Copy the data precisely, keeping every character.

A block of data
§

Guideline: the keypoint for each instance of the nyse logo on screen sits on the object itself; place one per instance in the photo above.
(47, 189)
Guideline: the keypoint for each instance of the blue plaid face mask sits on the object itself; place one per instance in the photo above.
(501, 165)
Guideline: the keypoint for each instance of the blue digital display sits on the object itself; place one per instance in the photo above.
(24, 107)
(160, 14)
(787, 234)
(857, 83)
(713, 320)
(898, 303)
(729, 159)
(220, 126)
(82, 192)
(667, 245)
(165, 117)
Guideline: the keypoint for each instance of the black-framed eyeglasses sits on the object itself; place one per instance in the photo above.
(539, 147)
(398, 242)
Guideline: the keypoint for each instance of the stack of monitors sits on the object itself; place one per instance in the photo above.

§

[Full solution]
Guideline: the keypoint for each instance of the nyse logo on screen sits on the object itself; place one per instance in the photo above.
(47, 189)
Guideline: the keypoint for each instance of the blue plaid face mask sits on the object itself; place one per instance in the photo above.
(501, 165)
Guideline: the keypoint for each instance of the blue digital display sits on the object itself; place one per instance in the photo above.
(24, 107)
(160, 14)
(787, 234)
(857, 83)
(713, 320)
(898, 303)
(729, 159)
(220, 126)
(82, 192)
(667, 245)
(165, 117)
Guideline: the keypoint for each instance of the black-framed eyeglasses sits on the object itself; place one per instance in the photo above.
(539, 147)
(398, 242)
Guideline: the keypoint for each instance of the stack of monitors sits on the object itself; place one per instance in the photo above.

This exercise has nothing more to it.